(Point-per-instance localization data)

* * * * *

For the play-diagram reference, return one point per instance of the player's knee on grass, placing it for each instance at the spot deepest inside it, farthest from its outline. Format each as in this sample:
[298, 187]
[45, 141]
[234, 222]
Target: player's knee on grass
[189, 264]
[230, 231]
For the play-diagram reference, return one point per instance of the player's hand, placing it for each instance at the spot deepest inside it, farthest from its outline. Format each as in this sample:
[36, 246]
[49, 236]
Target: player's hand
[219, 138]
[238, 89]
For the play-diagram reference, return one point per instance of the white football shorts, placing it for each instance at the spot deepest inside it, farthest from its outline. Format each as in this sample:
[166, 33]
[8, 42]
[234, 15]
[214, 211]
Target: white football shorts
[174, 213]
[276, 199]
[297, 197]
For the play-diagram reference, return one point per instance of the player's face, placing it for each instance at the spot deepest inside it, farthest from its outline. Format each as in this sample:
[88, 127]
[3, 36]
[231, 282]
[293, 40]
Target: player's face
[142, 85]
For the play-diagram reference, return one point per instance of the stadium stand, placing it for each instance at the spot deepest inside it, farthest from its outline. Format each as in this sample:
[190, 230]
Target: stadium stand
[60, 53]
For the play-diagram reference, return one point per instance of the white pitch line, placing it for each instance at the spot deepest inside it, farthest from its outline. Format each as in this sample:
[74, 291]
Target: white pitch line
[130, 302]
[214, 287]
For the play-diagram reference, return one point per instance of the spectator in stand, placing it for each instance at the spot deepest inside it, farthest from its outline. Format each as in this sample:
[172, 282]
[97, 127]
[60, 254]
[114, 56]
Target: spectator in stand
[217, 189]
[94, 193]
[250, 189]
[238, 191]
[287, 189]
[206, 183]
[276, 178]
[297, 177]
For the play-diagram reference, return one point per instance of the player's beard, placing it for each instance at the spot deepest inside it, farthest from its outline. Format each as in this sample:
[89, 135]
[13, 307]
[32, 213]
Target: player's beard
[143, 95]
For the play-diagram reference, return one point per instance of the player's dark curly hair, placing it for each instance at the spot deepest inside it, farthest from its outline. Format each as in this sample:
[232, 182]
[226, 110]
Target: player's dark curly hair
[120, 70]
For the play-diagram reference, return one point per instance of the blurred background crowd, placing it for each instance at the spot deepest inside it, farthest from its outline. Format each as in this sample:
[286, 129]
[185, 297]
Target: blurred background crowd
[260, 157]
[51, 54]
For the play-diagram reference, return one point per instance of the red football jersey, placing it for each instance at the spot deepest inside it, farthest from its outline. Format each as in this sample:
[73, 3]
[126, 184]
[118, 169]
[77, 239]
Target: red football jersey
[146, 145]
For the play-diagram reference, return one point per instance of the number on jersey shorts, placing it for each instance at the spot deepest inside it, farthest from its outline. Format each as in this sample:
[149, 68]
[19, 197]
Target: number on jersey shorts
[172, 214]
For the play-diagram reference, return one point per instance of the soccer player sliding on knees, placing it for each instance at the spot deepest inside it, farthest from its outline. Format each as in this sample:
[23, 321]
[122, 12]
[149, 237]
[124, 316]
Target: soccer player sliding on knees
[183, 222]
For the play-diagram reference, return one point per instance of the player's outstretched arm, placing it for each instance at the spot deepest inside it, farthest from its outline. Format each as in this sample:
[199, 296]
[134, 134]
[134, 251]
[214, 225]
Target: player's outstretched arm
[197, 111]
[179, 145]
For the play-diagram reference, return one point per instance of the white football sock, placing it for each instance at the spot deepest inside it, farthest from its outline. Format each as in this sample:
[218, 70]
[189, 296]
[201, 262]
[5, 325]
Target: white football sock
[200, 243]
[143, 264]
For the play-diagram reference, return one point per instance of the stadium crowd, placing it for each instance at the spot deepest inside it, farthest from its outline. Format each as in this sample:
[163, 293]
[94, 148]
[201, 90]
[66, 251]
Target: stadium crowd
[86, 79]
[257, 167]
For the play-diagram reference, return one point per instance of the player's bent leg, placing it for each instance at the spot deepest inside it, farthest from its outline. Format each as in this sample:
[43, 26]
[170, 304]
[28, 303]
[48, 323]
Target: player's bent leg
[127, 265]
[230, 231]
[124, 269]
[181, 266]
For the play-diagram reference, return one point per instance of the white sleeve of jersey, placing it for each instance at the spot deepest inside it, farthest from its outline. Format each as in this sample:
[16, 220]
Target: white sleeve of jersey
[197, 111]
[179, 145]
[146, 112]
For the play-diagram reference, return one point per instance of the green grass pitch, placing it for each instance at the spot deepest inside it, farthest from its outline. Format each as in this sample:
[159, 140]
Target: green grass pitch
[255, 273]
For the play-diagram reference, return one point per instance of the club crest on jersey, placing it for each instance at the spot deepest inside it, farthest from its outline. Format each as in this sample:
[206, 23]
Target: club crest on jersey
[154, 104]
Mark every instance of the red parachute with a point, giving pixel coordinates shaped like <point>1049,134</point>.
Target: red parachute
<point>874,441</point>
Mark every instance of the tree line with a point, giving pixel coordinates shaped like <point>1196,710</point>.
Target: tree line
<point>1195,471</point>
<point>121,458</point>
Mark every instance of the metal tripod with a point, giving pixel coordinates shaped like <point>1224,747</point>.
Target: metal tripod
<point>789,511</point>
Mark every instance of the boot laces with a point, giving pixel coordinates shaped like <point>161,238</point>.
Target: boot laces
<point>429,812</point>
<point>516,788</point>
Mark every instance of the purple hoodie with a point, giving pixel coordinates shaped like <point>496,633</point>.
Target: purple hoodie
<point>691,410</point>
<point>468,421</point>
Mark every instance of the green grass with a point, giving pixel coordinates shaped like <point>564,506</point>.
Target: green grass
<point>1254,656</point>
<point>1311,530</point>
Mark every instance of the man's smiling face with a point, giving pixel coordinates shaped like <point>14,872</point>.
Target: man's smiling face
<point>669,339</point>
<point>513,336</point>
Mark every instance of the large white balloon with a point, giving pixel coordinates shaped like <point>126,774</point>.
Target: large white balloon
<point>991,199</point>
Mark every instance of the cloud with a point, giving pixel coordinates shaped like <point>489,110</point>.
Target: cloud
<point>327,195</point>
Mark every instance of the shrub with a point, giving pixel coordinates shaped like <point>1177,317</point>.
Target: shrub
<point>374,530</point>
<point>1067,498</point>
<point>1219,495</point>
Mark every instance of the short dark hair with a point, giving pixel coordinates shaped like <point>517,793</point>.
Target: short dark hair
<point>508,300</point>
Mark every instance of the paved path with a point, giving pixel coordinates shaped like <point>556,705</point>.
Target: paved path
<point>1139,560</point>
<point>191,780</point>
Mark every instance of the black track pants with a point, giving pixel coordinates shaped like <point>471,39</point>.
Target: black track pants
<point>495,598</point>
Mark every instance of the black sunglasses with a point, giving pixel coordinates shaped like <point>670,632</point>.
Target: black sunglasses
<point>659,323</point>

* * * * *

■ Work instruction: The data, all of it, should be transcribed exactly.

■ Solution below:
For the play-diagram reference, return one point per instance of the player's knee on grass, placing it for each instance at the spot deepest inside it, farthest from its outline. Format each as in this sample:
[298, 187]
[45, 141]
[234, 222]
Target: player's knee on grass
[189, 264]
[230, 231]
For the play-diagram reference, return one point per instance of the player's hand, placing it for each instance at the spot deepest inside it, farthest from its outline. Format each as in this sample:
[36, 246]
[49, 236]
Target: player's hand
[219, 138]
[238, 89]
For the play-diagram reference, return one point per instance of the white football shorts, placing it for each instance at the spot deepest inside it, farthest from its outline. Format each as in this sample:
[166, 33]
[8, 42]
[234, 15]
[214, 211]
Target: white football shorts
[174, 213]
[276, 199]
[297, 197]
For the play-diagram reference, return one point per instance of the player's face, placing it for each instance at the spot deepest inside it, farthest from its outline. Format each as in this sample:
[88, 127]
[3, 36]
[231, 282]
[293, 40]
Target: player's face
[142, 85]
For the play-diagram reference, return one point per instance of the stadium stand, placing it for each instance at the spot deepest inside it, farthest from its outline. Format each as in this sample:
[190, 230]
Target: stadium stand
[60, 53]
For the play-diagram reference, return one point per instance of the white pitch line, placing it for each instance at the spot deepest inside it, farthest from its outline. Format each as in this sample:
[74, 291]
Target: white pitch line
[130, 302]
[214, 287]
For the play-diagram reference, return one point per instance of the spectator in stand, placing it for each instance at the spot deepest inside it, farthest from its outline. Format each as in this sample:
[172, 282]
[97, 127]
[60, 254]
[114, 56]
Target: spectator in stand
[217, 189]
[94, 193]
[250, 189]
[238, 191]
[287, 189]
[206, 183]
[276, 178]
[297, 177]
For the play-diagram reference, return one point per instance of the player's beard, placing it for each instance at the spot deepest inside it, farthest from its outline. Format each as in this sample:
[89, 135]
[13, 307]
[32, 213]
Target: player's beard
[143, 95]
For the play-diagram reference, return one point per instance of the player's dark curly hair, placing it for each instance at the spot deepest inside it, farthest from its outline. Format each as in this sample:
[232, 182]
[226, 110]
Target: player's dark curly hair
[120, 70]
For the play-diagram reference, return one point per instance of the blurred background crowd, placing it for each instance at the spot deepest inside it, farthest from its outline. Format each as in this sample:
[286, 129]
[185, 297]
Target: blurred background crowd
[260, 157]
[51, 54]
For the play-diagram reference, return one point per instance of the red football jersey, placing it for each instance at the spot deepest inside it, farthest from its outline. Format each as in this sample:
[73, 3]
[126, 184]
[118, 169]
[77, 239]
Target: red football jersey
[146, 145]
For the play-diagram reference, return one point per instance of the number on jersey shorts, placing it for each instance at the spot deepest inside it, farthest from its outline. Format each as in this sample:
[149, 68]
[19, 197]
Target: number on jersey shorts
[172, 214]
For the play-diagram reference, return one point per instance of the soccer player sliding on knees, placing it for each instance at the spot deepest inside it, farthest from its outline. Format each as in this sample:
[23, 321]
[122, 12]
[149, 237]
[124, 316]
Target: soccer player sliding on knees
[183, 222]
For the play-diagram reference, return one point per instance of the player's outstretched arm, placing it for each instance at the spot deepest inside it, farthest from its outline. Format each as in this sample:
[199, 296]
[134, 134]
[134, 251]
[214, 225]
Target: player's outstretched arm
[197, 111]
[179, 145]
For the play-diagram reference, return one point per instance of the white football sock, placing it for each instance at the spot deepest inside it, farthest from its outline. Format each as in this sample:
[218, 70]
[189, 296]
[201, 262]
[5, 325]
Target: white football sock
[200, 243]
[143, 264]
For the play-diagram reference, return one point per instance of the stadium crowd, placing it for each instance at the spot deepest inside it, farthest from its outline. Format each as in this sample:
[163, 293]
[94, 148]
[201, 90]
[66, 251]
Target: stadium crowd
[86, 79]
[257, 167]
For the play-diagram reference, return one point per instance of the player's bent leg, placing it for each instance at the spot deepest inside it, farthest from its outline. Format each as in this sample:
[43, 26]
[170, 304]
[28, 303]
[48, 323]
Target: player's bent leg
[127, 265]
[230, 231]
[124, 269]
[181, 266]
For the play-diagram reference, return one point per instance of the white sleeve of jersey, placing it for each instance at the spot deepest inside it, farthest from its outline. Format each as in this sample:
[16, 220]
Target: white sleeve of jersey
[197, 111]
[179, 145]
[146, 112]
For the play-diagram reference, return one point per instance of the green grass pitch, placing it for each instance at the spot deepest inside it, farthest from its outline. Format each as in this sample:
[159, 140]
Target: green grass pitch
[255, 273]
For the play-diagram reference, return one point per instance of the club crest on jersey, placing it for each instance at the spot deepest inside it, farthest from its outline. Format each as in this sample:
[206, 23]
Target: club crest on jersey
[154, 104]
Mark every instance of the red parachute with a point, giving pixel coordinates shaped like <point>1049,134</point>.
Target: red parachute
<point>874,441</point>
Mark every instance of the tree line with a point, giving pixel coordinates shaped like <point>1196,710</point>.
Target: tree line
<point>1195,471</point>
<point>121,458</point>
Mark every instance of the metal tripod with a point, giving pixel coordinates shaped like <point>1224,747</point>.
Target: metal tripod
<point>789,511</point>
Mark every instance of the boot laces with a point, giving pixel coordinates shaped like <point>161,238</point>.
Target: boot laces
<point>429,812</point>
<point>516,788</point>
Mark every instance of the purple hoodie with a point, giving pixel coordinates shaped like <point>496,633</point>.
Target: purple hoodie
<point>691,410</point>
<point>468,421</point>
Mark every instance of the green grass with a point, giving pixel coordinates shaped like <point>564,506</point>.
Target: green grass
<point>1254,656</point>
<point>1311,530</point>
Mark every instance of the man's smiling face with a point, giving pixel coordinates shaped like <point>14,872</point>.
Target: man's smiling face
<point>669,339</point>
<point>513,336</point>
Mark every instance of the large white balloon with a point, giving pixel coordinates shaped like <point>126,774</point>.
Target: large white balloon
<point>991,199</point>
Mark every instance of the cloud with a point, giving pixel coordinates shaped like <point>489,110</point>.
Target: cloud
<point>327,195</point>
Mark every instance of the shrub with a point, giving pixel coordinates shaped like <point>1177,317</point>.
Target: shrub
<point>374,530</point>
<point>1067,498</point>
<point>1219,495</point>
Mark every instance of the short dark hair with a point, giving pixel coordinates shaped like <point>517,793</point>.
Target: short dark hair
<point>508,300</point>
Mark every instance of the paved path with a point, giving pixel coordinates shaped like <point>556,705</point>.
Target: paved path
<point>1139,560</point>
<point>191,780</point>
Mark every instance of the black track pants with a point, giving pixel coordinates shaped like <point>471,39</point>.
Target: black track pants
<point>495,598</point>
Mark every instance of the black sunglasses with a point, giving pixel coordinates shaped like <point>670,632</point>.
Target: black sunglasses
<point>659,323</point>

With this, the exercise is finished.